Page excerpt:
============================================================
I Refuse To Be Your ‘Almost Love’ Anymore


“My cock wants you. Badly.”

It’s 2:30 AM on a Saturday night and while most of the collegiate world is beginning to transition its drunkenness into one-night-stands, I’ve been asleep since 10. I leave my ringer on its loudest setting because I knew you’d call, you always did. My nightly weekend routine consisted of engaging in the not-so-secretive activities that women do before an anticipated sexual encounter: shaving my legs, massaging lotion over my body, smoking my eyes, and picking out the perfect set of lingerie—just in case. I wake from my haze and answer your call. I shouldn’t, I know I shouldn’t. You’re with her. I knew better. I made my way up the driveway as you emerged from a house that I never gained entry to. Throwing away the remainder of your cigarette, ready to light another, you jump in the passenger seat, roll down the window, and request that we stop at Taco Bell. Amidst your drunken chatter, all I can ask myself is, “Why.” A question I am still asking, four years later.

Date, friend, friend-with-benefits, other woman—these are just a few of the labels I’ve collected that one could affix to my forehead. I hated you the moment I met you (almost eight years ago, in case you were wondering). I cannot say the beginning of our story is one that I am necessarily proud of. We were both in relationships at the time. Still in high school, I was dating your then-college roommate, someone who you would later deem as one of your best friends. It was not until I arrived at college two years later, and ended that relationship, that our unexplored attraction reached fruition. Our sexual magnetism and my drunken divulgence permanently ended that friendship, and I never apologized, largely because I was so inebriated that I don’t recall the conversation.

Despite the mistakes made over the years on behalf of both parties, the one that troubles me most is the time I spent as the other woman. No one wants to be the other, no one roots for her. No one likes the other woman, she probably doesn’t even like herself. I know she doesn’t like herself, because I didn’t. The meaning of self-love was still foreign to me. Why me? Why don’t you want all of me? Why do you not want me like you want her? Why are you dating her if you’re fucking me? Does she know? Should I tell her? Why do I answer you? Why do I keep doing this to myself? Barred behind questions I would never ask you, my anxiety paralyzed me into a cycle that consumed me for longer than I care to admit. Occasionally, I would see your girlfriend on campus. Our eyes would meet, but I couldn’t bring myself to admit to her that you were still fucking me. I still wonder if she ever found out. Although that relationship ended, I eventually reached a point when I chose to shut you out of my life. I use distance as a coping mechanism to protect myself and my heart. I deleted you off social media, avoided your invitations for brunch, and ignored the occasional texts about how terrible my football team was. Although I shut you out, I didn’t quite let you go.
============================================================
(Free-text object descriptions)
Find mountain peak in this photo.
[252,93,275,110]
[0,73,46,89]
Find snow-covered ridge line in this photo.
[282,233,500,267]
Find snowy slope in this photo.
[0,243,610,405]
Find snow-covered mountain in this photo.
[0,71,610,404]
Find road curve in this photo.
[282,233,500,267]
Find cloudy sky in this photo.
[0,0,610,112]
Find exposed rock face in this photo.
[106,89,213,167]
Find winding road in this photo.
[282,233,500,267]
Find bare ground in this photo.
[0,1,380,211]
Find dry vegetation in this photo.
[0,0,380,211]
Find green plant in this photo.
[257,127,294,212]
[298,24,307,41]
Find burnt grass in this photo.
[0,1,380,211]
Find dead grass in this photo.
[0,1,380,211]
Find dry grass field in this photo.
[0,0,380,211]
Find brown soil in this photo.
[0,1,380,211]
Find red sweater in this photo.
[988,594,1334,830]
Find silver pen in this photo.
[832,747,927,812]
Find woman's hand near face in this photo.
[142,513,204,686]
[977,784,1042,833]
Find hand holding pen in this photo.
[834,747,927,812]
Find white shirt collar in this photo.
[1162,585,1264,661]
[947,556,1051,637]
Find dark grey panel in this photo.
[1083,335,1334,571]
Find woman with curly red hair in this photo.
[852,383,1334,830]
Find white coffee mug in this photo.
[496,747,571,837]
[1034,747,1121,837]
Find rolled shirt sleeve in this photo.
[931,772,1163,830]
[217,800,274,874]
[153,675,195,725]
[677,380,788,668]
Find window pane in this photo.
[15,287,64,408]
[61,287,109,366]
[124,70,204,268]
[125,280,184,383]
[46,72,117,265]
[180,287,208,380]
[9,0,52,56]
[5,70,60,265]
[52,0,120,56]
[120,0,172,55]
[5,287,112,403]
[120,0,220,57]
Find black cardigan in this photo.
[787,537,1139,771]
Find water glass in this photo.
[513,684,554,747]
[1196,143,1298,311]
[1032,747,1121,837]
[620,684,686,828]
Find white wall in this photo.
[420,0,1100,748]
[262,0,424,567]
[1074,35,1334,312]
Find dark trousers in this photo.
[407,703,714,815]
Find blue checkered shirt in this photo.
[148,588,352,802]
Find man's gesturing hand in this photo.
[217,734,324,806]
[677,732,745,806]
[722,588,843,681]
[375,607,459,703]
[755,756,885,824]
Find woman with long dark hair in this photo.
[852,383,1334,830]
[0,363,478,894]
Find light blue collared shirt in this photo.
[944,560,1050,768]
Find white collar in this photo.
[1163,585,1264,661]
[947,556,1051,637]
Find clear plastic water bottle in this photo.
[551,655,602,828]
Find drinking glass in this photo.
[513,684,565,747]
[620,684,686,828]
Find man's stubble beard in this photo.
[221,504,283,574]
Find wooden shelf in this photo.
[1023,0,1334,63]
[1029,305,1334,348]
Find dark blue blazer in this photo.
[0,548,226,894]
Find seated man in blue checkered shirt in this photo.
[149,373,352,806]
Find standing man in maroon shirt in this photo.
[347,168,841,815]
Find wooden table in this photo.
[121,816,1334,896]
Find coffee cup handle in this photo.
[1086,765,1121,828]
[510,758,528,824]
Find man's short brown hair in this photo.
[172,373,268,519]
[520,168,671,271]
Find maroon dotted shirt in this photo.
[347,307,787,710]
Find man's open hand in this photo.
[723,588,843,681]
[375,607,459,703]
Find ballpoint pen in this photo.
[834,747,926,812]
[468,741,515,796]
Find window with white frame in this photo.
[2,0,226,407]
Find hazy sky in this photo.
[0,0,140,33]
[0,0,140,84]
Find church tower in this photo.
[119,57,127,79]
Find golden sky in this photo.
============================================================
Using the information:
a – Answer these questions about the essay:
(i) At what time does the phone call come on the Saturday night?
(ii) How long ago did the narrator first meet the person being addressed?
(iii) Whom was the narrator dating while still in high school?
b – List every label the essay says one could affix to the narrator's forehead.
c – Reproduce the passage of the essay between "Date, friend, friend-with-benefits, other" and "recall the conversation.", inclusive.

Task results:
a –
(i) 2:30 AM.
(ii) Almost eight years ago.
(iii) The addressee's then-college roommate.

b – Date; friend; friend-with-benefits; other woman.

c –
Date, friend, friend-with-benefits, other woman—these are just a few of the labels I’ve collected that one could affix to my forehead. I hated you the moment I met you (almost eight years ago, in case you were wondering). I cannot say the beginning of our story is one that I am necessarily proud of. We were both in relationships at the time. Still in high school, I was dating your then-college roommate, someone who you would later deem as one of your best friends. It was not until I arrived at college two years later, and ended that relationship, that our unexplored attraction reached fruition. Our sexual magnetism and my drunken divulgence permanently ended that friendship, and I never apologized, largely because I was so inebriated that I don’t recall the conversation.